## TASK GOAL:
Reproduce only the lines from the line containing "Can you see the smartphone?" to the end of the entries below, including both of those lines.

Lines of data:
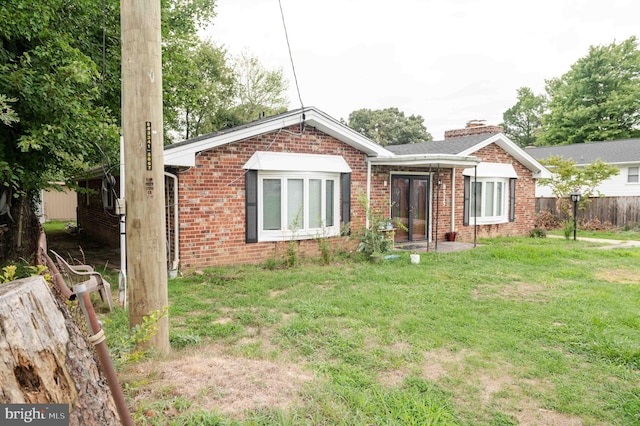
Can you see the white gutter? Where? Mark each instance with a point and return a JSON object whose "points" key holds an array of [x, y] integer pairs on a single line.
{"points": [[173, 269], [120, 204], [368, 206], [453, 199]]}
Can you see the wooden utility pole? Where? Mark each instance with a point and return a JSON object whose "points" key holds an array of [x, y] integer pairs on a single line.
{"points": [[144, 165]]}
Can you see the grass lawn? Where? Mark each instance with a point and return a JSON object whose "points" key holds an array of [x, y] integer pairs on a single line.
{"points": [[623, 235], [516, 331]]}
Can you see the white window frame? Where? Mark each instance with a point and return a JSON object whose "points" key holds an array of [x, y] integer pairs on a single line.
{"points": [[494, 219], [304, 232]]}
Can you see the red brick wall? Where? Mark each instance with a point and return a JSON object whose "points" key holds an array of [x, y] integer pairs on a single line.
{"points": [[441, 198], [525, 199], [212, 197]]}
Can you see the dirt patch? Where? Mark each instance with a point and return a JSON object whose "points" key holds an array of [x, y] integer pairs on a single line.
{"points": [[619, 276], [518, 291], [214, 381], [494, 385]]}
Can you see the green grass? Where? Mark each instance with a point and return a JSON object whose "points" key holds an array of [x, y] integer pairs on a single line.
{"points": [[617, 234], [56, 225], [506, 333]]}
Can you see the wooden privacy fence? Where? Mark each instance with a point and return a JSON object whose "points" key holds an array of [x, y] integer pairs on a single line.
{"points": [[618, 211]]}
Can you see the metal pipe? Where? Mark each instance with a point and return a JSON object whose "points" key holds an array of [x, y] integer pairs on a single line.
{"points": [[176, 227], [97, 335], [122, 276], [98, 340]]}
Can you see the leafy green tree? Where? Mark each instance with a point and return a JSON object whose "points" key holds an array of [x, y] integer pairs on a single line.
{"points": [[7, 114], [45, 64], [567, 177], [597, 99], [60, 61], [259, 91], [523, 121], [389, 126]]}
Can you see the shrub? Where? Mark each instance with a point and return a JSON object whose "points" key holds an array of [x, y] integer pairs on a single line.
{"points": [[538, 233], [546, 220]]}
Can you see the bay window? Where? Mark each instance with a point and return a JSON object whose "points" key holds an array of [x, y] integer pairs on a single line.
{"points": [[295, 196]]}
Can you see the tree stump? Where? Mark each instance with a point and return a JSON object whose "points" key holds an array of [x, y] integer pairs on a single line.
{"points": [[44, 357]]}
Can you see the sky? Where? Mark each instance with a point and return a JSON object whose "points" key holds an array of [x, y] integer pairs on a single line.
{"points": [[449, 61]]}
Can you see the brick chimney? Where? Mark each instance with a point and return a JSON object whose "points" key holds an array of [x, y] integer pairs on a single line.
{"points": [[474, 127]]}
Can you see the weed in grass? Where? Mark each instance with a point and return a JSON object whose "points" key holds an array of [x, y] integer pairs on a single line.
{"points": [[517, 331], [181, 341]]}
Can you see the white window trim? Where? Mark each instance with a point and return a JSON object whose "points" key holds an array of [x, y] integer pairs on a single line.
{"points": [[489, 220], [285, 234]]}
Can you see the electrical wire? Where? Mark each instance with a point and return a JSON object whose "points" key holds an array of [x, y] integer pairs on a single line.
{"points": [[293, 67]]}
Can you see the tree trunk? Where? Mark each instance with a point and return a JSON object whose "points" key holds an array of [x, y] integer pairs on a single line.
{"points": [[46, 359], [19, 233]]}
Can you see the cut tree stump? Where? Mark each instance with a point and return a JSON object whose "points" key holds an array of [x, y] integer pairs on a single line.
{"points": [[44, 357]]}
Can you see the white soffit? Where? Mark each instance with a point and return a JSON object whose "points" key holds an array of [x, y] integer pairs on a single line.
{"points": [[492, 170], [292, 162]]}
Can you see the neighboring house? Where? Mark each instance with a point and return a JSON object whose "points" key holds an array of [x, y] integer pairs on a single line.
{"points": [[57, 205], [624, 154], [242, 194], [619, 200]]}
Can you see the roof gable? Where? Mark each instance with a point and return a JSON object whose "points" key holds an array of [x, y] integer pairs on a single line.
{"points": [[468, 145], [184, 153]]}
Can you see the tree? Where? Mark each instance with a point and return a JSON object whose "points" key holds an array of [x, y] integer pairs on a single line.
{"points": [[389, 126], [567, 177], [259, 91], [198, 89], [597, 99], [60, 60], [45, 66], [523, 121]]}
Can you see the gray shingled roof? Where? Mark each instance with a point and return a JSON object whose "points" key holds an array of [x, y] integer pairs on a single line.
{"points": [[621, 151], [448, 146]]}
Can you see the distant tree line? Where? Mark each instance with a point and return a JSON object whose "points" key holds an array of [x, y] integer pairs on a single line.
{"points": [[598, 99]]}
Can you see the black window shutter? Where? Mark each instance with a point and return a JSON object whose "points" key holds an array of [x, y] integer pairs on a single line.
{"points": [[345, 193], [467, 206], [512, 199], [251, 206]]}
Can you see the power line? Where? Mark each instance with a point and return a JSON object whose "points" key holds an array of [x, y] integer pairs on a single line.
{"points": [[293, 67]]}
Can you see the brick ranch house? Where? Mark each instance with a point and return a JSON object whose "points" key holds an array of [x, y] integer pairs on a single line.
{"points": [[244, 193]]}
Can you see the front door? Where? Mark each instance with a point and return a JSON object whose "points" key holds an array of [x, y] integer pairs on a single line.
{"points": [[410, 206]]}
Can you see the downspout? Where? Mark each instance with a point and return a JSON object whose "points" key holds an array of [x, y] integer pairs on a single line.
{"points": [[120, 203], [430, 236], [437, 204], [173, 269], [453, 199], [368, 192], [475, 205]]}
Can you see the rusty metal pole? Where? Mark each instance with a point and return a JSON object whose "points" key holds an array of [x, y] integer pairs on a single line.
{"points": [[97, 339]]}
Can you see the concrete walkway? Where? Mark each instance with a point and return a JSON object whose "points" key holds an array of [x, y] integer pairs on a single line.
{"points": [[443, 246], [611, 244]]}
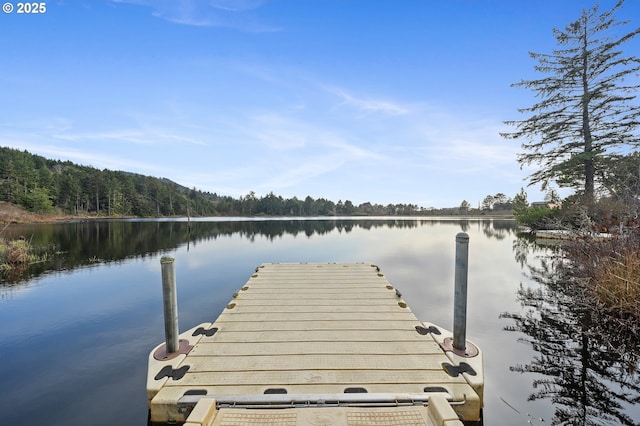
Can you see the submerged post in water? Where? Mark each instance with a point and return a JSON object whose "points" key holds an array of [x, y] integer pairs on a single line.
{"points": [[170, 302], [460, 292]]}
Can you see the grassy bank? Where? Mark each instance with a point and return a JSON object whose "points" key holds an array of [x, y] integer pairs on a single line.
{"points": [[609, 272], [16, 255]]}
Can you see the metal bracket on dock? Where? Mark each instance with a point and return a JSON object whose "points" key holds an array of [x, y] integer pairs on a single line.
{"points": [[315, 400]]}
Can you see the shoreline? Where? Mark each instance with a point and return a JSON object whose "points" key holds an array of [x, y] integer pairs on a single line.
{"points": [[14, 214]]}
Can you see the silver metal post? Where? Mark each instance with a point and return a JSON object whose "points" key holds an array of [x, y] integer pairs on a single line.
{"points": [[170, 302], [460, 293]]}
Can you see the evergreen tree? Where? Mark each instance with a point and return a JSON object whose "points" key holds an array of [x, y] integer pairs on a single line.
{"points": [[585, 110]]}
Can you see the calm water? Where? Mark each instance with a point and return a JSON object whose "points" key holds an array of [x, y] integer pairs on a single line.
{"points": [[75, 336]]}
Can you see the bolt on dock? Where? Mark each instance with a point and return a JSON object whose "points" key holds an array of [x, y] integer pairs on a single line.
{"points": [[330, 344]]}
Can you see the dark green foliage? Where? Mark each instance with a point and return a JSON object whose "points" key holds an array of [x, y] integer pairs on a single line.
{"points": [[44, 186], [538, 217], [585, 109]]}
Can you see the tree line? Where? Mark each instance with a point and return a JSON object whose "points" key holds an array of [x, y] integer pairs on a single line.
{"points": [[47, 186]]}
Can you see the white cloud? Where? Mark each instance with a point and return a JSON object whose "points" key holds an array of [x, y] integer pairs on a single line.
{"points": [[214, 13], [368, 106]]}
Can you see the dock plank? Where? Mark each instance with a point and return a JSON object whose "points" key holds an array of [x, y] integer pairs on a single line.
{"points": [[315, 328]]}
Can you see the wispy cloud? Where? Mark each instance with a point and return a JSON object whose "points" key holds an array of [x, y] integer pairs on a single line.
{"points": [[144, 137], [235, 14], [368, 106], [82, 156]]}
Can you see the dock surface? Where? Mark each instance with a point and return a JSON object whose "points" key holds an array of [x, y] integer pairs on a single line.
{"points": [[303, 334]]}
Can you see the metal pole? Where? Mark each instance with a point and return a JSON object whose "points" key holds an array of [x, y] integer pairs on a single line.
{"points": [[170, 302], [460, 293]]}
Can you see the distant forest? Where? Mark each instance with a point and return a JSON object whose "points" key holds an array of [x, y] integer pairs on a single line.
{"points": [[49, 186]]}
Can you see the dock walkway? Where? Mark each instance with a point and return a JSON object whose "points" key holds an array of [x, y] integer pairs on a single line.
{"points": [[315, 336]]}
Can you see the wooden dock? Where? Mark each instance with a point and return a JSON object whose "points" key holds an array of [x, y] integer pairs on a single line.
{"points": [[321, 341]]}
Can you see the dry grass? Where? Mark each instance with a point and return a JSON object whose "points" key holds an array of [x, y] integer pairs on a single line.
{"points": [[610, 271], [616, 281]]}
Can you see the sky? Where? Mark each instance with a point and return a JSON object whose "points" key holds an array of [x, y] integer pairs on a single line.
{"points": [[365, 100]]}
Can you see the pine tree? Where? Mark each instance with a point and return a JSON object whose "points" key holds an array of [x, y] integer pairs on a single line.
{"points": [[586, 110]]}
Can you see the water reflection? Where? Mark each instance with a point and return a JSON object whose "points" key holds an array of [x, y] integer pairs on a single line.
{"points": [[586, 366], [80, 244]]}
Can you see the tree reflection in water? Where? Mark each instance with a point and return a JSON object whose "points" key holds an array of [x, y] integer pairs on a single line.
{"points": [[586, 364]]}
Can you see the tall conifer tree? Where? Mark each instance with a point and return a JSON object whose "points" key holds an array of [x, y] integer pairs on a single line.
{"points": [[586, 110]]}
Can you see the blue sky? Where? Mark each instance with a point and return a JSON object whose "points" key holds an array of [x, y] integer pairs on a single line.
{"points": [[382, 101]]}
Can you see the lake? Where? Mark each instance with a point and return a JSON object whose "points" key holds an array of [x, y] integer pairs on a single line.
{"points": [[76, 332]]}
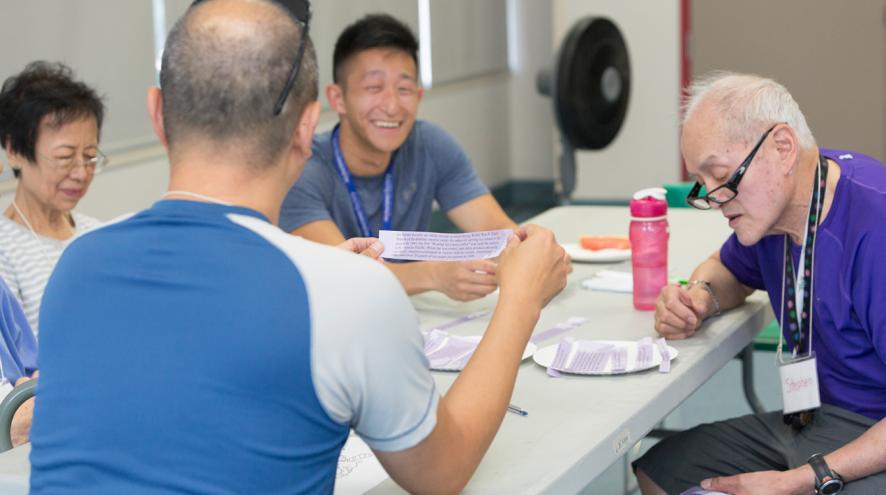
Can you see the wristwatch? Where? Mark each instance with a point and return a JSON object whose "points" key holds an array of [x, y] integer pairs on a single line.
{"points": [[827, 482]]}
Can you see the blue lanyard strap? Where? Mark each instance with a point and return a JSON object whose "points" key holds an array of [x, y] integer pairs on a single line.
{"points": [[387, 190], [800, 318]]}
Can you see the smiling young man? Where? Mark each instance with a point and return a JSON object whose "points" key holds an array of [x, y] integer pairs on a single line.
{"points": [[808, 229], [380, 168]]}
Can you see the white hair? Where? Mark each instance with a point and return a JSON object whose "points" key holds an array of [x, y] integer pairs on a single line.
{"points": [[747, 103]]}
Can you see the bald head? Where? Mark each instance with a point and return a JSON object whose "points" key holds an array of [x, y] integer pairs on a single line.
{"points": [[224, 66]]}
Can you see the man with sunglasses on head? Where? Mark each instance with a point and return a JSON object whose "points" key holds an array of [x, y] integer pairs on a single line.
{"points": [[381, 169], [808, 229], [195, 347]]}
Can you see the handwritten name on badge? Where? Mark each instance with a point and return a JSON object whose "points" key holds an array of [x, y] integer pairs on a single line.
{"points": [[799, 386], [791, 385]]}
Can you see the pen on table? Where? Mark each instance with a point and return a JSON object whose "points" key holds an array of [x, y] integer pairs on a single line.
{"points": [[516, 410]]}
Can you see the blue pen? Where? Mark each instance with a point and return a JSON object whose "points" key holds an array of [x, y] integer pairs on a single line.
{"points": [[516, 410]]}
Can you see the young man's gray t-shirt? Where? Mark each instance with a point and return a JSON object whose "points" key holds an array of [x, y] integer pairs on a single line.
{"points": [[429, 165]]}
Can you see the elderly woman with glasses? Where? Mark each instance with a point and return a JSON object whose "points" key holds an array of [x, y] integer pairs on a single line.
{"points": [[49, 129]]}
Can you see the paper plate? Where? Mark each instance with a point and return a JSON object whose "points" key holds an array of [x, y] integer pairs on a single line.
{"points": [[527, 352], [582, 255], [545, 356]]}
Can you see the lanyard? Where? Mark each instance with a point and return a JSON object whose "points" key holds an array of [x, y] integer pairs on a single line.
{"points": [[799, 287], [359, 211]]}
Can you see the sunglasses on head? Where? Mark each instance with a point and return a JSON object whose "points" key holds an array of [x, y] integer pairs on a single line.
{"points": [[300, 10]]}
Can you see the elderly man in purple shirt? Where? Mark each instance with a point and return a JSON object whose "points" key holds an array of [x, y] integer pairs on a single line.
{"points": [[809, 229]]}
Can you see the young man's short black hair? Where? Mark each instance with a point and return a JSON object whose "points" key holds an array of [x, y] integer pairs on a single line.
{"points": [[372, 31], [41, 90]]}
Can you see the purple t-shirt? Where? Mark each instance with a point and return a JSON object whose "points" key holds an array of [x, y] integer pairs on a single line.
{"points": [[849, 310]]}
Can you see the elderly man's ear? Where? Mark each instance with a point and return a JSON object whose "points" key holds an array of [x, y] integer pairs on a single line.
{"points": [[155, 112], [787, 146], [303, 135]]}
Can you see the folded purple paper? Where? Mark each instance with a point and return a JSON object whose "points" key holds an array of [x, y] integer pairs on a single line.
{"points": [[448, 352], [433, 246]]}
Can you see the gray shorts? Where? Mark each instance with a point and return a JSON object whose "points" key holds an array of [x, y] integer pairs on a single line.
{"points": [[754, 443]]}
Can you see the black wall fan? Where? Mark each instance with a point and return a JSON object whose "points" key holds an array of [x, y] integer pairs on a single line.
{"points": [[589, 85]]}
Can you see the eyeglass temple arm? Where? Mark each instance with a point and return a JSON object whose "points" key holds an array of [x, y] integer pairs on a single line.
{"points": [[293, 74]]}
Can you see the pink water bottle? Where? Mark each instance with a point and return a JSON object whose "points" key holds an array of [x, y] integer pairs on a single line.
{"points": [[649, 245]]}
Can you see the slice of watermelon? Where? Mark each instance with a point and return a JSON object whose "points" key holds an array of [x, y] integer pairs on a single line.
{"points": [[598, 242]]}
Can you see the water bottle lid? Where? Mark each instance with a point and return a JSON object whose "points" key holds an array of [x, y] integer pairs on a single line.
{"points": [[649, 203]]}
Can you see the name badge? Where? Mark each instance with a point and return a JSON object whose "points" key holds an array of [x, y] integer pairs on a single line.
{"points": [[5, 388], [799, 385]]}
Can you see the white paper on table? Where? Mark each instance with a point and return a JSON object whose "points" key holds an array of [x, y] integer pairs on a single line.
{"points": [[433, 246], [358, 469], [610, 281]]}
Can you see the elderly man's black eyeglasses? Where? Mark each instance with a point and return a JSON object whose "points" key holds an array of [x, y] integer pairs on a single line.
{"points": [[301, 11], [728, 191]]}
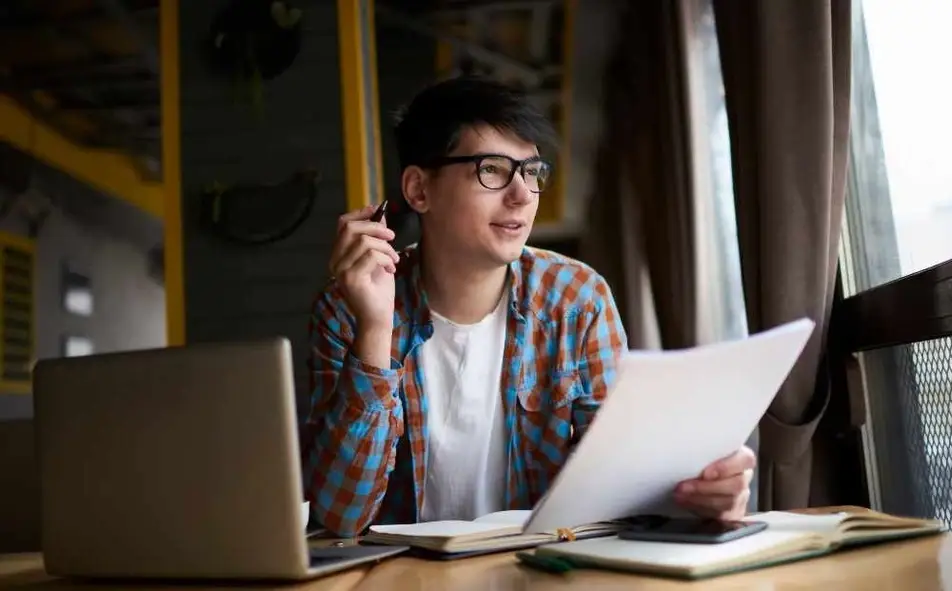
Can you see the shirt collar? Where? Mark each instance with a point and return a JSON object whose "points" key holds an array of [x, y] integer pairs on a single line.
{"points": [[414, 308]]}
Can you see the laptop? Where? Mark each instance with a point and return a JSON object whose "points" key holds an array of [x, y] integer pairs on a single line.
{"points": [[180, 462]]}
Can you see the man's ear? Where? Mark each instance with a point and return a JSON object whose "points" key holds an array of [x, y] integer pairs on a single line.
{"points": [[413, 183]]}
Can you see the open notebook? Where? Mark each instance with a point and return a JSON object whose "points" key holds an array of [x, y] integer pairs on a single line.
{"points": [[503, 530], [788, 537]]}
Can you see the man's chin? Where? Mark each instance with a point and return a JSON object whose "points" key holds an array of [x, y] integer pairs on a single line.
{"points": [[505, 256]]}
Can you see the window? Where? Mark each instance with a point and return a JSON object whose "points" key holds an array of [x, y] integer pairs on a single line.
{"points": [[16, 313], [77, 293], [898, 223]]}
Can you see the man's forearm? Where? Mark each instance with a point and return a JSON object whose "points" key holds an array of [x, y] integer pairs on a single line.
{"points": [[372, 345]]}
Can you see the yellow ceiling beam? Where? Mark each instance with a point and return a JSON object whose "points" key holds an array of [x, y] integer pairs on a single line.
{"points": [[108, 171]]}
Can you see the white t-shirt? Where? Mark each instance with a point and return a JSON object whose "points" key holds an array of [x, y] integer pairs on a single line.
{"points": [[467, 452]]}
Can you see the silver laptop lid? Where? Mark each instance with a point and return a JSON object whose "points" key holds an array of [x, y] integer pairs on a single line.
{"points": [[178, 462]]}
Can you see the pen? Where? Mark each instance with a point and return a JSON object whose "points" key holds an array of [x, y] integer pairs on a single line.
{"points": [[378, 214]]}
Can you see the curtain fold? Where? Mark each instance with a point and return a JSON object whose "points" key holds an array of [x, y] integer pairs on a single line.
{"points": [[641, 210], [786, 68]]}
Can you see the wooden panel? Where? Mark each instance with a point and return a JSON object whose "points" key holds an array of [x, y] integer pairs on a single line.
{"points": [[914, 308]]}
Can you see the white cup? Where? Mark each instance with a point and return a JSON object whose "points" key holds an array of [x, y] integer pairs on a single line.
{"points": [[305, 514]]}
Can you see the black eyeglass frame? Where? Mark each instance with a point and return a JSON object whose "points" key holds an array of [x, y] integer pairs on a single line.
{"points": [[477, 159]]}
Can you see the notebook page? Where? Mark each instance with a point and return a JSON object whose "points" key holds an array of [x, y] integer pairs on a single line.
{"points": [[511, 517], [667, 554], [670, 414], [792, 522]]}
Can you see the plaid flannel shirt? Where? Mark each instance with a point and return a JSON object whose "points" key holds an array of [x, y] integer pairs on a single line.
{"points": [[364, 443]]}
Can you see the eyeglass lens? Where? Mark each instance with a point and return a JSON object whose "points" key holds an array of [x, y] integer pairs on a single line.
{"points": [[497, 172]]}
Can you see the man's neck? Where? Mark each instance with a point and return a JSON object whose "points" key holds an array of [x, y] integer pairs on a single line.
{"points": [[460, 293]]}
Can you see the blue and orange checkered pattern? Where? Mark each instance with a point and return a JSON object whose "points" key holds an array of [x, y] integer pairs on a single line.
{"points": [[364, 443]]}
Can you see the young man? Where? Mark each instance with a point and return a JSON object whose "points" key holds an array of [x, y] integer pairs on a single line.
{"points": [[452, 379]]}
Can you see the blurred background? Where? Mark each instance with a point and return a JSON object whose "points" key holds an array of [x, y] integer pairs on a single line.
{"points": [[171, 172]]}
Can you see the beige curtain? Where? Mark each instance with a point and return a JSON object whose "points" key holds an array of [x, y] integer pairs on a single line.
{"points": [[641, 209], [786, 66]]}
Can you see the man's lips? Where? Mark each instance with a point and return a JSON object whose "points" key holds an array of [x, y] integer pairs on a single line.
{"points": [[509, 225]]}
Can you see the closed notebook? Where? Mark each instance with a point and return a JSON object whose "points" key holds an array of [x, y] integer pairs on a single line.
{"points": [[498, 531], [788, 537]]}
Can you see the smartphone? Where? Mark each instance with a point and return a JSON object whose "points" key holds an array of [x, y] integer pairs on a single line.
{"points": [[657, 528]]}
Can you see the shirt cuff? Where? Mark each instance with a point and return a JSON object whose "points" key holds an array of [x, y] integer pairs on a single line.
{"points": [[375, 386]]}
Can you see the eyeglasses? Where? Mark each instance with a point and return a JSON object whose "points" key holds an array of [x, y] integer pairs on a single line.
{"points": [[496, 171]]}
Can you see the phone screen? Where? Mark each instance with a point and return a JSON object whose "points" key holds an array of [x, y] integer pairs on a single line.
{"points": [[675, 529]]}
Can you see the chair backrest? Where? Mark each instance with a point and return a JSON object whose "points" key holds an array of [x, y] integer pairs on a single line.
{"points": [[19, 488]]}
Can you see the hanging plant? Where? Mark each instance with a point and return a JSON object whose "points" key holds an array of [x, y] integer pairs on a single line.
{"points": [[254, 41]]}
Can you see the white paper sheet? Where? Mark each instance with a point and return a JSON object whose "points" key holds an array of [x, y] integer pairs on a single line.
{"points": [[670, 415]]}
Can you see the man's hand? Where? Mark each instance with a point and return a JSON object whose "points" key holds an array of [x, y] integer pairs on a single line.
{"points": [[722, 489]]}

## FINISHED EXERCISE:
Can you see the smartphone? Where? Mark each instance with a point and return a JSON object whose "points" key holds an array of [x, y] integer pairs on a single line.
{"points": [[657, 528]]}
Can you see the shirt cuff? Where? Mark each instance with a point and return a JSON object whose "points" key holds an array of [x, y] integer pairs on a single line.
{"points": [[375, 386]]}
Can you see the eyeglasses? Where? Mark each instance with a point and return a JSON object whose "points" key holds an array of [x, y] integer pairs on a single line.
{"points": [[496, 171]]}
Can you see the phone screen? Where? Mark each instance with a point and return a JSON object whose "points" key holds an array of [x, y] integer pairs on a single line.
{"points": [[675, 529]]}
Can you see the chair backrest? Where? Mark each instance with a point and return a JSON object whose "points" key holds an array of [x, y] integer pairs on a single line.
{"points": [[19, 488]]}
Can you see the hanging plant? Where? Mark each instance with a point and return a JSON object whose "points" key holds an array of [x, y] integer pairs on a single line.
{"points": [[254, 41]]}
Can you see the white paper sheet? Where? Mark each instance with a point and return a JSON object whose "points" key holds an array of [x, y] integer pairs on a single line.
{"points": [[670, 415]]}
Can you see the man's hand? Where? Mark each instance with a point and return a JSON object whose "points" key holds an array of [x, y] integer pairs on a single line.
{"points": [[722, 489]]}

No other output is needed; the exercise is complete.